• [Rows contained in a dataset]
====

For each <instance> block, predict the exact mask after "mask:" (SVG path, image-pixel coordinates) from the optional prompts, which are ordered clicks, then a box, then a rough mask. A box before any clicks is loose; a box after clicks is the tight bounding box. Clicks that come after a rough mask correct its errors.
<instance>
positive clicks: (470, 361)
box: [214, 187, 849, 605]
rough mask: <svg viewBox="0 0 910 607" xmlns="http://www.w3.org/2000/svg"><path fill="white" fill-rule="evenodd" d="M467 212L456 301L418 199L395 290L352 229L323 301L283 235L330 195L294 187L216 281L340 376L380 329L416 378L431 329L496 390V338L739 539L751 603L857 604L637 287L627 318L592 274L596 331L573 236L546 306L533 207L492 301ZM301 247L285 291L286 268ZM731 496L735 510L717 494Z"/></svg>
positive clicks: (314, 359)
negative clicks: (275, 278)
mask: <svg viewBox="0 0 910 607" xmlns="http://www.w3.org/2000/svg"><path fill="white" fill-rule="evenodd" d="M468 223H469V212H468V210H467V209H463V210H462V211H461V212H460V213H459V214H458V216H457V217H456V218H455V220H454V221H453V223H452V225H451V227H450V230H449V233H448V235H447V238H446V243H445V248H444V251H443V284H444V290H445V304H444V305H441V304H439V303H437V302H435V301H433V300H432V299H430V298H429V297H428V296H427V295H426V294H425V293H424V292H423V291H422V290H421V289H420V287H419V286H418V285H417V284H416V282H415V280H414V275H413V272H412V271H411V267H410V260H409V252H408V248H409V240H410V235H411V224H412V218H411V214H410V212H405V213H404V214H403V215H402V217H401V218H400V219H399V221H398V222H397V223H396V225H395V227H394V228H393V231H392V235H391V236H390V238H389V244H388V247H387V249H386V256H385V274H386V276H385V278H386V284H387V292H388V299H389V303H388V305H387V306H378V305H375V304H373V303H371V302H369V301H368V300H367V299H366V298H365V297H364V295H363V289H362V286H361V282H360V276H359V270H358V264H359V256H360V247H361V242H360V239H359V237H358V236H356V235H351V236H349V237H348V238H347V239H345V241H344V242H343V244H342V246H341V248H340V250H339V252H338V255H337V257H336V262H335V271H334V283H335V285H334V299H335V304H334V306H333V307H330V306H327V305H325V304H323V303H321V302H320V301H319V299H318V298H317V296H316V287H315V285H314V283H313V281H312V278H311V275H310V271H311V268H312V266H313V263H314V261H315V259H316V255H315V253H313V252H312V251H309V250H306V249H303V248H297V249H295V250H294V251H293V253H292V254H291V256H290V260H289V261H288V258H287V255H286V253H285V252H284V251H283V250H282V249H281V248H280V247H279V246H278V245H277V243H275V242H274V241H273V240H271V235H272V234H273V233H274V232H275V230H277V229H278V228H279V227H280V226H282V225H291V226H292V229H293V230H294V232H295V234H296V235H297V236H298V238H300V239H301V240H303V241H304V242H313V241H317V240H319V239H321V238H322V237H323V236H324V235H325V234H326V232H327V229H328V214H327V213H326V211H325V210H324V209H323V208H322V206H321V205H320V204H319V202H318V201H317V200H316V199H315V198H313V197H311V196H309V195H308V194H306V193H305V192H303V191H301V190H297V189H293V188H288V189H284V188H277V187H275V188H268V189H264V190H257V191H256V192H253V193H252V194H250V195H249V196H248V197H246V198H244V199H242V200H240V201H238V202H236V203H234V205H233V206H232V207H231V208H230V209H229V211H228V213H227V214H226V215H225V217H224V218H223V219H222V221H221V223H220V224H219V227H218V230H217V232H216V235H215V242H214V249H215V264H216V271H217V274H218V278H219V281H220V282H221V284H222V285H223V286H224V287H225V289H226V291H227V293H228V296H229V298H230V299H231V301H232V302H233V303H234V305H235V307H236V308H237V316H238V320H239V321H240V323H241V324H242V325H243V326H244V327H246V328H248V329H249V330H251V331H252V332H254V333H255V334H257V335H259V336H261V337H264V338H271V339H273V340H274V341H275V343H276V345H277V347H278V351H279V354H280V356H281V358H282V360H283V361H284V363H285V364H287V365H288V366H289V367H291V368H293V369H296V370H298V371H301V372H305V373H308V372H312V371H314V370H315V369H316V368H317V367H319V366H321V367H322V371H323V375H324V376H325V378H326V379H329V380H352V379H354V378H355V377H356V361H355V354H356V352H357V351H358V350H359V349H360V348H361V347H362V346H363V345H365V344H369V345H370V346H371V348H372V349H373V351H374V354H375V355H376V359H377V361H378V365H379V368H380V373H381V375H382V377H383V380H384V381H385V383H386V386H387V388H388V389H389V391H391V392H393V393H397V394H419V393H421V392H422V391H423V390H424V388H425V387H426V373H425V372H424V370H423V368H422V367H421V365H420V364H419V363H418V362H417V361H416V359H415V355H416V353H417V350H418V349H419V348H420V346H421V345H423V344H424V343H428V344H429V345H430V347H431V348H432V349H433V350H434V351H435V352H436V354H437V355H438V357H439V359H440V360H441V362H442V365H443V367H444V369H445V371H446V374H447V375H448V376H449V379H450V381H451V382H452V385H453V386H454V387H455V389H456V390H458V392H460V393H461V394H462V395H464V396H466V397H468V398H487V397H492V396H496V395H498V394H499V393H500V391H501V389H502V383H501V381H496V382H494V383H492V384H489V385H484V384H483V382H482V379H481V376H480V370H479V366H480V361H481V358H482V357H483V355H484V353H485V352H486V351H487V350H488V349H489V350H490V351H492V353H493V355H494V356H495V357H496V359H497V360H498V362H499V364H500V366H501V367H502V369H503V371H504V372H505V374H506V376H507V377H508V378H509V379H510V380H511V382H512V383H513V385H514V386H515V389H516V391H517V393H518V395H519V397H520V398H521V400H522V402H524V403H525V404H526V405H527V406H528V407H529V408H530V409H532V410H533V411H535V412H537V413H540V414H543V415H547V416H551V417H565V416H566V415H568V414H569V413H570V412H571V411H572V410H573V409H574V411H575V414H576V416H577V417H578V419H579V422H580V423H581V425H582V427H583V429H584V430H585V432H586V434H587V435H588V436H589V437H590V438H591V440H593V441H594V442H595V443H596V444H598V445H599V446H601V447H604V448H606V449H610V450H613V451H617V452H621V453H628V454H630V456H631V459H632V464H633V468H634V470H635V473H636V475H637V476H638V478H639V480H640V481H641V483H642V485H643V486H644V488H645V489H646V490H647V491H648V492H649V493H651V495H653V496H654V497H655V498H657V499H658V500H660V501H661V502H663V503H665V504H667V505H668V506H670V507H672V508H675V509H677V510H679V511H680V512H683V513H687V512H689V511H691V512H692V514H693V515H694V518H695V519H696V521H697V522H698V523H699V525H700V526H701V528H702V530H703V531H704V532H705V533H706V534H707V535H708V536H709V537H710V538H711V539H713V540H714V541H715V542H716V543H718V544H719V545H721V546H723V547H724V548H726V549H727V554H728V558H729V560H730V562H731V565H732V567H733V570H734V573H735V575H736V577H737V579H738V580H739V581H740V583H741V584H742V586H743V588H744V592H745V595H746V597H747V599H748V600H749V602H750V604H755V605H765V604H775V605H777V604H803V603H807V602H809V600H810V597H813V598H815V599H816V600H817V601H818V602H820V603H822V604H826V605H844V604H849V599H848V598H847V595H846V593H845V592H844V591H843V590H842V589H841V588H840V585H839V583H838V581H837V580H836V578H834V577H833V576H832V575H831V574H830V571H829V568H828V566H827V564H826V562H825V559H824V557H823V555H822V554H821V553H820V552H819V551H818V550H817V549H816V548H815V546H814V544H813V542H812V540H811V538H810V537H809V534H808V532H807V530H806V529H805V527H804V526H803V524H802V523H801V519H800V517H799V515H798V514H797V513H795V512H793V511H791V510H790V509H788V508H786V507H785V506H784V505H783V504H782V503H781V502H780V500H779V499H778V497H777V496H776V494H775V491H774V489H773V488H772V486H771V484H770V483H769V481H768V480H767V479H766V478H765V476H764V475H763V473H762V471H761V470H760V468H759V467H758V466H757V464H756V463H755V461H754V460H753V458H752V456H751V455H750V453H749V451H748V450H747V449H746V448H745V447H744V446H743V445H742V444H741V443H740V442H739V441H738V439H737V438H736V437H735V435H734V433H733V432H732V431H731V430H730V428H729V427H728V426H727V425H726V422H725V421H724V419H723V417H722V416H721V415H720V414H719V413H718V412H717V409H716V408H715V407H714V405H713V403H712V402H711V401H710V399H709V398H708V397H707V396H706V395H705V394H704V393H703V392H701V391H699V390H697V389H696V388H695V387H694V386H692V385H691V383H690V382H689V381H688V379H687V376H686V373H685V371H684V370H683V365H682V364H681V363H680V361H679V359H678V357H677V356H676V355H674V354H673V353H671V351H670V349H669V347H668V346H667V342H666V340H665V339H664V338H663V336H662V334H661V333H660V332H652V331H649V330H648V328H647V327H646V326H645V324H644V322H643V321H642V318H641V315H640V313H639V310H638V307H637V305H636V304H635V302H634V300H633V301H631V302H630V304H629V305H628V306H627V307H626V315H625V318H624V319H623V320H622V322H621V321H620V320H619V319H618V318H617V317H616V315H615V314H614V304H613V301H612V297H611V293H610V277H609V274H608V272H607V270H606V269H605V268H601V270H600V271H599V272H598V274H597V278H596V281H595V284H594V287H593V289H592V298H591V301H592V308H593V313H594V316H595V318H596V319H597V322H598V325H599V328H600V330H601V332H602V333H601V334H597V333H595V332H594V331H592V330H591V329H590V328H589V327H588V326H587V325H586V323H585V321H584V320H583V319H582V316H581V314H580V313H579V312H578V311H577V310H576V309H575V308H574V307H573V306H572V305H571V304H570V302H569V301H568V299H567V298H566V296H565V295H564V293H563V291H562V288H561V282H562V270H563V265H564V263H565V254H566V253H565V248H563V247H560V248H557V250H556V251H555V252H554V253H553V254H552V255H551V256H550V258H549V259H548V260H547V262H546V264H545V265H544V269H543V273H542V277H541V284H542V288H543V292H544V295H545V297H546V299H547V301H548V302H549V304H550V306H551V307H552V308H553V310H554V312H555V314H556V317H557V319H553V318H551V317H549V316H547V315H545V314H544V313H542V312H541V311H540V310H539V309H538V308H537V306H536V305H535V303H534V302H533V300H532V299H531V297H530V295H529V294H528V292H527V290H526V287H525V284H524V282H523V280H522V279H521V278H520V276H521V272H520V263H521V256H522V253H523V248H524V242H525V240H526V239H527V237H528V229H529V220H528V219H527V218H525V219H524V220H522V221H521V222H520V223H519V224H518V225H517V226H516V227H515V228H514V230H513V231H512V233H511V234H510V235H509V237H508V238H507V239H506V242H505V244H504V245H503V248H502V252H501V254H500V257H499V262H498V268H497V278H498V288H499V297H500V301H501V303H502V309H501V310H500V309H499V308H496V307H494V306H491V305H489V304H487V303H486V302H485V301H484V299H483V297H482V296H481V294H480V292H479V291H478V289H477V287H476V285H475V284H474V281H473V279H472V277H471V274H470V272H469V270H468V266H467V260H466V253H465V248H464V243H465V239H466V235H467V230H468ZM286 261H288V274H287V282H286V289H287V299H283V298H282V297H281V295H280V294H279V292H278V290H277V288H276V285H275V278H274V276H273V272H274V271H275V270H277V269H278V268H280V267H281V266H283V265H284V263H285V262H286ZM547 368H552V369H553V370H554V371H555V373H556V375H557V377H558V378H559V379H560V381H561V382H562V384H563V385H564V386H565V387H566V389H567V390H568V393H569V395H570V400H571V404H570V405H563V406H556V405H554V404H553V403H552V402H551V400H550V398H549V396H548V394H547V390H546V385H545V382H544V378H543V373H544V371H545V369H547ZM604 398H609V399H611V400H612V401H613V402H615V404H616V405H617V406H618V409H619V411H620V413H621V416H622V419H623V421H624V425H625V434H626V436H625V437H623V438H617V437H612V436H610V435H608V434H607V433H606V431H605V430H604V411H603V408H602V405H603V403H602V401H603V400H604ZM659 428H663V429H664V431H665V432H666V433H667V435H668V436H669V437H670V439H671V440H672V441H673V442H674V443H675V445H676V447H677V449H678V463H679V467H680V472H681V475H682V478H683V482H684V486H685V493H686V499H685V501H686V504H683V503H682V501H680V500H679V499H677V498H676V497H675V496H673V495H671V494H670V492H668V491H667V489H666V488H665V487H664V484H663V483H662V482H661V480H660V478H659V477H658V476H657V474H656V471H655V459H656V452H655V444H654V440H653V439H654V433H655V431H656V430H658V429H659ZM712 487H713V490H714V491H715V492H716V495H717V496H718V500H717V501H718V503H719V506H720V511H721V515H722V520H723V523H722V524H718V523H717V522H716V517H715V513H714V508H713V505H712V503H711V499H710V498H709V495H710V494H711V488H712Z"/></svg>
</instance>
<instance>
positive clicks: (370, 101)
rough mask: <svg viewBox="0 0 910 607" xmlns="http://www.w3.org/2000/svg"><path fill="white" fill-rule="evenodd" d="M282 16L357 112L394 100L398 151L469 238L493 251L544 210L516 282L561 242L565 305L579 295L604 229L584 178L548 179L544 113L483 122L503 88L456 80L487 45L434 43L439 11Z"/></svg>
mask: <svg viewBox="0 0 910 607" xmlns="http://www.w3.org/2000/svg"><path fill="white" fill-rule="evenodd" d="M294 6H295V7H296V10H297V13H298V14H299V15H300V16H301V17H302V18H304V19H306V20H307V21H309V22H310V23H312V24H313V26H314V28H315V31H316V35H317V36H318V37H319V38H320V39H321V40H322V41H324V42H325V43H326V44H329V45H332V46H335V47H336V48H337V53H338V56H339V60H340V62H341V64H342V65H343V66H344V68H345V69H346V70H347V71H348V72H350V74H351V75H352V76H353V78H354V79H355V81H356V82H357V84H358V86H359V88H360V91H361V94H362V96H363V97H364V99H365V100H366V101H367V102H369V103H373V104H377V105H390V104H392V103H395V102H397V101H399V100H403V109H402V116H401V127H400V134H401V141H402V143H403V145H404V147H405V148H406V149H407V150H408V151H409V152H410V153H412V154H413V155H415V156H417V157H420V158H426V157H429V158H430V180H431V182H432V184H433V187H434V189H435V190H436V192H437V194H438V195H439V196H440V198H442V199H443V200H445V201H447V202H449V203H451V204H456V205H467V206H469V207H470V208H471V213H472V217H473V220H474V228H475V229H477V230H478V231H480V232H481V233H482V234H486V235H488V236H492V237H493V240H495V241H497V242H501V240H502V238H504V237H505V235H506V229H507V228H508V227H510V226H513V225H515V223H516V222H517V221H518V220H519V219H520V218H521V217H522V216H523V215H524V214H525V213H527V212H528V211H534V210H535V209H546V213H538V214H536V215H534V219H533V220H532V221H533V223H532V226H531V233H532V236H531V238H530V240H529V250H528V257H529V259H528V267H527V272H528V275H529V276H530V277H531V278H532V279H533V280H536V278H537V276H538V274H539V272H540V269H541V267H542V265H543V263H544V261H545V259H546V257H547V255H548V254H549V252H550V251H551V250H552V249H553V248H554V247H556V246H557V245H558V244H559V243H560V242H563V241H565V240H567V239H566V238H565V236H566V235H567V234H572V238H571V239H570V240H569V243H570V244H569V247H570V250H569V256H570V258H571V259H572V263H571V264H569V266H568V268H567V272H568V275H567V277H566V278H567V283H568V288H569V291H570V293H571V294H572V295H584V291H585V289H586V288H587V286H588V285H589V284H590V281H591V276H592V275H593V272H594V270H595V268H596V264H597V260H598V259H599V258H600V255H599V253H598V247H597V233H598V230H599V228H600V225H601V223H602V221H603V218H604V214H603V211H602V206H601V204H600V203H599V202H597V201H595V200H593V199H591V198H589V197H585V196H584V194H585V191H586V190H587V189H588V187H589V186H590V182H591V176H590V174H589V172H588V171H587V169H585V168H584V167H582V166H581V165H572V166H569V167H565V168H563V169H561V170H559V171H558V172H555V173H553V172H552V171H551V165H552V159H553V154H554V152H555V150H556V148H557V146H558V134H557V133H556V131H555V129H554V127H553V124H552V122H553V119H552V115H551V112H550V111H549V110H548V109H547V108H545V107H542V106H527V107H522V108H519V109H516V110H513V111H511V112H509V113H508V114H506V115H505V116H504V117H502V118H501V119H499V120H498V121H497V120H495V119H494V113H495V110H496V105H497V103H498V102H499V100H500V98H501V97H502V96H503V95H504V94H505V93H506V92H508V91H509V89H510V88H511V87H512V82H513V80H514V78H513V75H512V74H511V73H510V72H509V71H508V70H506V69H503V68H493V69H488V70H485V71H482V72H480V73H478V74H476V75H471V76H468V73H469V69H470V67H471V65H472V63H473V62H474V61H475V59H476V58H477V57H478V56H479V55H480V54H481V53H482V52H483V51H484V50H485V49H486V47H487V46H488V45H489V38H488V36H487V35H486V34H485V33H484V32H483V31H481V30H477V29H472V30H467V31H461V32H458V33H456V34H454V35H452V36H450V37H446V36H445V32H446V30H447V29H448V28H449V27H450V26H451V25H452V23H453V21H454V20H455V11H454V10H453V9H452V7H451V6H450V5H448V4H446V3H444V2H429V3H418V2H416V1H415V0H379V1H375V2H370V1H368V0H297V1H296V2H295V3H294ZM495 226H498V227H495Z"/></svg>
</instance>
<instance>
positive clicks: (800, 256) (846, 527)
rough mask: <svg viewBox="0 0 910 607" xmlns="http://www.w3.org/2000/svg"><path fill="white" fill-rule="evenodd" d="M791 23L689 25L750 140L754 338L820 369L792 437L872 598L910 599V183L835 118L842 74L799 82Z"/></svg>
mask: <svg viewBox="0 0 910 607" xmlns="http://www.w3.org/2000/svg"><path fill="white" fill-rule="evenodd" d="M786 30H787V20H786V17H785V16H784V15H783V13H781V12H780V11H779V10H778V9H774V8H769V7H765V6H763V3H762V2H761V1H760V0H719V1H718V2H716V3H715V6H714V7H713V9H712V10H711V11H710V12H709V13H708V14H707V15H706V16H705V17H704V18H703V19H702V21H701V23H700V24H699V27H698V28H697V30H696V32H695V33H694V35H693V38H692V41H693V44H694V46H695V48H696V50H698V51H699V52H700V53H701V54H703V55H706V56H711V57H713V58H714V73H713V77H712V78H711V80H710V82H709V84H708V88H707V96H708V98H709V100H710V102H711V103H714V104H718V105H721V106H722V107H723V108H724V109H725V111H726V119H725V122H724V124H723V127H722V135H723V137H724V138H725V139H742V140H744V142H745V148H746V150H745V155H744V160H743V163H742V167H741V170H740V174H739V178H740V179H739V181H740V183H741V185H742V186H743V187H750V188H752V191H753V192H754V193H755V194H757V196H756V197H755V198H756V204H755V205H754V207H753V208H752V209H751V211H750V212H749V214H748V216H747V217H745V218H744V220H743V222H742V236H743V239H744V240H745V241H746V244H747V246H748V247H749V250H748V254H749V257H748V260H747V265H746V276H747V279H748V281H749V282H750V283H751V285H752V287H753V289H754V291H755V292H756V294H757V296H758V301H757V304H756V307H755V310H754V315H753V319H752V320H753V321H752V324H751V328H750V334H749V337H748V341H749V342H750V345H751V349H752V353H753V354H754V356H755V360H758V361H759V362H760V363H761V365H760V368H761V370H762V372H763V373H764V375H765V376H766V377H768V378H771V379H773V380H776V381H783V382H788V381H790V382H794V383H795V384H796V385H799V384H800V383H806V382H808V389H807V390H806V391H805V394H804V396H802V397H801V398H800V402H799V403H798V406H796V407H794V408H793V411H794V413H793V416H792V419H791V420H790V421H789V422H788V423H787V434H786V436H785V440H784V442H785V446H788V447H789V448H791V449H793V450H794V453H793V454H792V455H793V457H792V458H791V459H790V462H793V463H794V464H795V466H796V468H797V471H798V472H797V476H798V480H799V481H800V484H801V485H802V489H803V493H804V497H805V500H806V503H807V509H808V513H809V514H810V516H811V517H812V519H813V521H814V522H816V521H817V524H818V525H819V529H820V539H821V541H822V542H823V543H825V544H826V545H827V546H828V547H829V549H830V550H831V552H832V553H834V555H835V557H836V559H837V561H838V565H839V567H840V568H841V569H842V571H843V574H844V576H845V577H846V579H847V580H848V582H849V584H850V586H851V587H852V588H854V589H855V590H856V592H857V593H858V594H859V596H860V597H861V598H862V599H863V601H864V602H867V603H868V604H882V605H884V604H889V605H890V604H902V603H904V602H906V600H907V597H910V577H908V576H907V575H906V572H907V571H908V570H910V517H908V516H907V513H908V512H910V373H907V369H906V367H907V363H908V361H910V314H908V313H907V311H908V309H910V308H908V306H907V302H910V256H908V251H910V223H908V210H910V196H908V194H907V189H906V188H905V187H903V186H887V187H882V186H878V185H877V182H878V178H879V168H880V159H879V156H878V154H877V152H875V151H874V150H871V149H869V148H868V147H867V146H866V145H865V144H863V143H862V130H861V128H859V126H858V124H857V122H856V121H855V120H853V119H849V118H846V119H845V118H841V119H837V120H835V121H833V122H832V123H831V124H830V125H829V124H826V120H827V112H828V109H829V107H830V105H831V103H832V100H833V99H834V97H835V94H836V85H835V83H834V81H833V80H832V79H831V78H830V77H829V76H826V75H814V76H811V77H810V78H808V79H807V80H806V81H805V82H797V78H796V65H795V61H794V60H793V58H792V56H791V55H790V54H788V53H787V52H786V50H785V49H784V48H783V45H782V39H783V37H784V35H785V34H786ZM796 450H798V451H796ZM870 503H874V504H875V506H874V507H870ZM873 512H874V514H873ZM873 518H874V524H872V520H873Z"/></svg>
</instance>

====

• [INSTRUCTIONS TO FOLLOW] Copy the stretch from the first of the rows above through the line containing "negative clicks: (275, 278)", with both ends included, reproducing every character as it stands.

• [SOLUTION TO THIS TASK]
For each <instance> block, predict the exact mask after "mask:" (SVG path, image-pixel coordinates) from the optional prompts, which are ordered clicks, then a box, then a rough mask. A box before any clicks is loose; a box after clicks is the tight bounding box. Clicks that come after a rough mask correct its errors.
<instance>
positive clicks: (470, 361)
box: [214, 187, 849, 605]
rough mask: <svg viewBox="0 0 910 607" xmlns="http://www.w3.org/2000/svg"><path fill="white" fill-rule="evenodd" d="M467 212L456 301L418 199L395 290L352 229L323 301L283 235L330 195L294 187L216 281L340 376L380 329L416 378L431 329L496 390V338L739 539L751 603L857 604L637 287L627 318L592 274L596 331L573 236L546 306L533 207L492 301ZM301 247L285 291L286 268ZM731 496L735 510L717 494Z"/></svg>
positive clicks: (314, 359)
negative clicks: (275, 278)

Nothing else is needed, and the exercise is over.